THE PROBLEM
The records below are to be retyped in full. Keep every word.

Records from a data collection
────────────────────────────────────────

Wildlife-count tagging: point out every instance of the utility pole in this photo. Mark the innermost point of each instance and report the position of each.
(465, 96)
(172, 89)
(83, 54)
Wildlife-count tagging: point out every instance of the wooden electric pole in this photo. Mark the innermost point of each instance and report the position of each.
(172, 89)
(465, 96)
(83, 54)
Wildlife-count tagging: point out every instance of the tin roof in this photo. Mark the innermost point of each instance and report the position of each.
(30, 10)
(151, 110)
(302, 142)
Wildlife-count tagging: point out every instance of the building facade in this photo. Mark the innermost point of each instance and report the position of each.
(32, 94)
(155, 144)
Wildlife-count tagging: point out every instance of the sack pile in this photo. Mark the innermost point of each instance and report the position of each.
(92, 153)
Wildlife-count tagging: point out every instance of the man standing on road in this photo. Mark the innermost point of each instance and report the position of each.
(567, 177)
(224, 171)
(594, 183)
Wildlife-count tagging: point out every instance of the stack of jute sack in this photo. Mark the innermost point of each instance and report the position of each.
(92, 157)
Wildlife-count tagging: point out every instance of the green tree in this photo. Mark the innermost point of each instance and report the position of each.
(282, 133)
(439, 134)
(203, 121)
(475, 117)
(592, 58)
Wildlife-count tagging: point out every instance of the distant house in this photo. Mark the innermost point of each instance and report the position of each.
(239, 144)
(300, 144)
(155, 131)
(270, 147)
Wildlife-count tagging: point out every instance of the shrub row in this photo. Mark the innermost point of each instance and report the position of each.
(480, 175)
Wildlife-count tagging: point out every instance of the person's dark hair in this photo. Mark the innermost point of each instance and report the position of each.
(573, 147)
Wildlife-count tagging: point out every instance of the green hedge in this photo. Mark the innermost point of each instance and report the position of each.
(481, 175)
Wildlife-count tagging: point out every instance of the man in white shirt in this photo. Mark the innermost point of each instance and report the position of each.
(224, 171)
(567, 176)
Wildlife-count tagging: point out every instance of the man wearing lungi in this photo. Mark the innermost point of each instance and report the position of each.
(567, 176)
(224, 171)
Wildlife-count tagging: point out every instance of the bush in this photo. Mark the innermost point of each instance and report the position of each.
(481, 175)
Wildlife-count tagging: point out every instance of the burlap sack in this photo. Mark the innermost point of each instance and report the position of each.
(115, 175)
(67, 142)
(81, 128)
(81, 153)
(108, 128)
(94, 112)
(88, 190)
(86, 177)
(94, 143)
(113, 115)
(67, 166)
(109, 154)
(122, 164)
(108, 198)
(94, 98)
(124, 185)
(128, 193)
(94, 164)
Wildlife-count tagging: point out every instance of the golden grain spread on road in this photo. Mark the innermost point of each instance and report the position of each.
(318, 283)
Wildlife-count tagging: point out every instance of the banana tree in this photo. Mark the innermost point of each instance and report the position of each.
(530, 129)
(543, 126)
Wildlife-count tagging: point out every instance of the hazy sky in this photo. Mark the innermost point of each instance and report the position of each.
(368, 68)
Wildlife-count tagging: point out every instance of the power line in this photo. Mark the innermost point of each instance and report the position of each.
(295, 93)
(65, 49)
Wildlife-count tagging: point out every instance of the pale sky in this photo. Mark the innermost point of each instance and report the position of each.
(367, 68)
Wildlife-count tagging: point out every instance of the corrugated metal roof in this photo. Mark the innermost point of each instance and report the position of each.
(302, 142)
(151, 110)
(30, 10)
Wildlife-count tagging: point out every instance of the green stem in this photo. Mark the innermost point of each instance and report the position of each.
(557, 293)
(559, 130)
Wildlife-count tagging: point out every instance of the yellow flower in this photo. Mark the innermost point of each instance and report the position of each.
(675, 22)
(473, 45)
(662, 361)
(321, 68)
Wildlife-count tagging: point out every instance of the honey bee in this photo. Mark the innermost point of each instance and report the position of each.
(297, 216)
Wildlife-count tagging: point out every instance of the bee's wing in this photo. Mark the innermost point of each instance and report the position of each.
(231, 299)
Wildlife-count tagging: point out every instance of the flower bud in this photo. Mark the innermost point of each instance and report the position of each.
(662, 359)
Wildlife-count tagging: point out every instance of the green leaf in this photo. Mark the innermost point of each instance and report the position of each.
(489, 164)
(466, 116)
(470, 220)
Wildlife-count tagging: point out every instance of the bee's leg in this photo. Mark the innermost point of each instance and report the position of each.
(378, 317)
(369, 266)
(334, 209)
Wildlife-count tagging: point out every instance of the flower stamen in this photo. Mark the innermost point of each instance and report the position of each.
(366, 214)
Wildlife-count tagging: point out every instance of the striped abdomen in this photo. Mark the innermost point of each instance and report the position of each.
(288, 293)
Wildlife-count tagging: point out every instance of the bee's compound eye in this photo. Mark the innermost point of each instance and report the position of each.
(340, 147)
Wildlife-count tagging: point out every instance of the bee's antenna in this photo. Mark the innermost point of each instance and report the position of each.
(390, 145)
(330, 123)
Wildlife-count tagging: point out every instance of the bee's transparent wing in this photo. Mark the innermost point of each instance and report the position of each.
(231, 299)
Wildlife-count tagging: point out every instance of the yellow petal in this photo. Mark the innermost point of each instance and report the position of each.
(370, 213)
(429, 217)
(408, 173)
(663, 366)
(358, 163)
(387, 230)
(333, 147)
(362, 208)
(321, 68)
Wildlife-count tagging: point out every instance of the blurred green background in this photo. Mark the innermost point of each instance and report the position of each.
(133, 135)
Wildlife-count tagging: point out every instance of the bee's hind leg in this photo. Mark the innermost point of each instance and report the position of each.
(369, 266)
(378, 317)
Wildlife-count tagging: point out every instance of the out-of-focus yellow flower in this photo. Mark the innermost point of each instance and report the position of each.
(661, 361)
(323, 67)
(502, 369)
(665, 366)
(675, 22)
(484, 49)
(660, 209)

────────────────────────────────────────

WRITTEN RESPONSE
Wildlife-count tagging: point out every instance of the utility pole in this photo. Mark the innermost point of each instance and report the position of each.
(465, 96)
(172, 89)
(83, 54)
Wildlife-count tagging: point out every instance of the wooden electric pole in this photo. Mark the innermost point of each instance and report the position of each.
(172, 89)
(465, 96)
(83, 54)
Wildlife-count tagging: point out every instance of the tin roof in this photo. Mark the innermost point of each instance and report the position of each.
(30, 10)
(151, 110)
(302, 142)
Wildlife-count tagging: point out every instance of the building facade in this photo. Mark the innermost point of each instance and report the position of each.
(32, 94)
(155, 144)
Wildlife-count tagging: point out every instance of the sack pile in this photo. Mark the innermost point of each instance and report the position of each.
(92, 153)
Wildlife-count tagging: point out every instance of the man standing on road in this photo. Mark the innermost point of each instance and report the position of each.
(567, 177)
(224, 171)
(594, 183)
Wildlife-count tagging: point out every instance of the stack of jute sack in this photo. Mark the innermost point of each instance and report the position of each.
(92, 157)
Wildlife-count tagging: point out every instance of the green tree in this photo. Mark the innermost point of each instance and report the position of each.
(282, 133)
(439, 134)
(203, 121)
(475, 117)
(592, 58)
Wildlife-count tagging: point out every instance of the distant house in this photo. Mark the innermost point of each instance and report the position of each.
(239, 144)
(300, 144)
(155, 131)
(270, 147)
Wildlife-count tagging: point out every instance of the shrub row in this photo. Mark the innermost point of each instance and report the position of each.
(480, 175)
Wildlife-count tagging: point out every instance of the person's dark hair in this photo. Mark the innermost point of each instance and report the position of each.
(573, 147)
Wildlife-count tagging: point out every instance of the green hedge in this photo. Mark the innermost point of each instance and report the position of each.
(481, 175)
Wildlife-count tagging: point out every instance of the man in white shirt in this photo. Mark the innermost point of each instance and report the position of each.
(224, 171)
(567, 176)
Wildlife-count tagging: point out every instance of the man wearing lungi in this photo. Mark the innermost point of each instance and report the position of each.
(567, 176)
(224, 171)
Wildlife-count tagging: point out every instance of the bush in this photo. Mark the innermost point of each instance and report the position of each.
(481, 175)
Wildlife-count tagging: point out every instance of the burlap sack in this photo. Mark the innermost point of each instance and report the position of each.
(115, 175)
(67, 142)
(81, 128)
(81, 153)
(108, 128)
(94, 112)
(88, 190)
(86, 177)
(94, 143)
(113, 115)
(67, 166)
(109, 154)
(122, 164)
(108, 198)
(94, 98)
(124, 185)
(128, 193)
(94, 164)
Wildlife-count tagging: point out every instance of the golden grain spread on road in this photo. Mark the innermost point of each instance and report the position of each.
(318, 283)
Wildlife-count tagging: point out every instance of the banana tree in this photo. Mark the innermost point of each instance and report the position of each.
(530, 129)
(543, 126)
Wildlife-count tagging: point out every instance of the hazy sky in this photo. Mark the innermost point of each instance and report the position of each.
(368, 68)
Wildlife-count tagging: point out every instance of the power line in this photo. Mark the innermost point of each instance and report the position of each.
(295, 93)
(65, 49)
Wildlife-count tagging: point out every instance of the pale sky in this photo. Mark the innermost point of each instance and report the position of each.
(367, 68)
Wildlife-count tagging: point out every instance of the corrugated metal roof in this photo. Mark the innermost point of each instance and report the position of each.
(302, 142)
(151, 110)
(30, 10)
Wildlife-count tagging: point out every instance of the green stem in this photo. Mark the innermost point of each instance and report the position of each.
(557, 293)
(559, 130)
Wildlife-count tagging: point out every instance of the yellow flower in this photo. Mark the innermost point of each instance and report the position of each.
(675, 22)
(473, 45)
(662, 361)
(321, 68)
Wildlife-count tagging: point out every instance of the honey bee in this photo. Mark the innermost point of each instance and report the position of each.
(297, 216)
Wildlife-count tagging: point out every instance of the bee's wing in this photo. Mark the innermost point of each instance and report the position of each.
(231, 299)
Wildlife-count tagging: point out every instance of the flower bud in this photo. Mark the innermost point of each instance and report the position of each.
(662, 359)
Wildlife-count tagging: point out every instance of the green leaf in this photo. Mark the innermost point of each instance and report the position of each.
(489, 164)
(466, 116)
(470, 220)
Wildlife-count tagging: point out every instance of the bee's leg in this photo. Mark the innermost point of each instance and report the position of each.
(378, 317)
(369, 266)
(334, 209)
Wildlife-count tagging: point out every instance of the flower stamen in this photo. Mark the innermost point of each instance and report the position of each.
(366, 214)
Wildlife-count tagging: point out every instance of the striped abdomen in this photo. Mark the innermost point of each instance and report the position of each.
(288, 293)
Wildlife-count tagging: point out every instance of the bee's compound eye in this photo. Mark the innermost point of each instance and report the position of each.
(340, 147)
Wildlife-count tagging: point out every instance of the bee's antenna in this photo. Mark the innermost point of each instance and report the position of each.
(390, 145)
(330, 123)
Wildlife-count tagging: point out every instance of the bee's transparent wing in this photo. Mark the innermost point of each instance and report the position of each.
(231, 299)
Wildlife-count tagging: point out every instance of the yellow petal in this photo. Mark the innermost point of each instance and report the position of each.
(370, 213)
(429, 217)
(408, 173)
(663, 366)
(358, 163)
(387, 230)
(333, 147)
(362, 208)
(321, 68)
Wildlife-count tagging: point out every instance of the blurred green background in this photo. Mark the innermost point of each instance and report the position of each.
(133, 135)
Wildlife-count tagging: point out every instance of the bee's hind leg in this photo. Mark the innermost point of each instance and report the position of each.
(369, 266)
(378, 317)
Wildlife-count tagging: point out every instance of the out-of-focus yellow flower in this photo. Mark the innermost point of each instance and report the position of each.
(661, 361)
(323, 67)
(502, 369)
(665, 366)
(675, 22)
(484, 49)
(660, 209)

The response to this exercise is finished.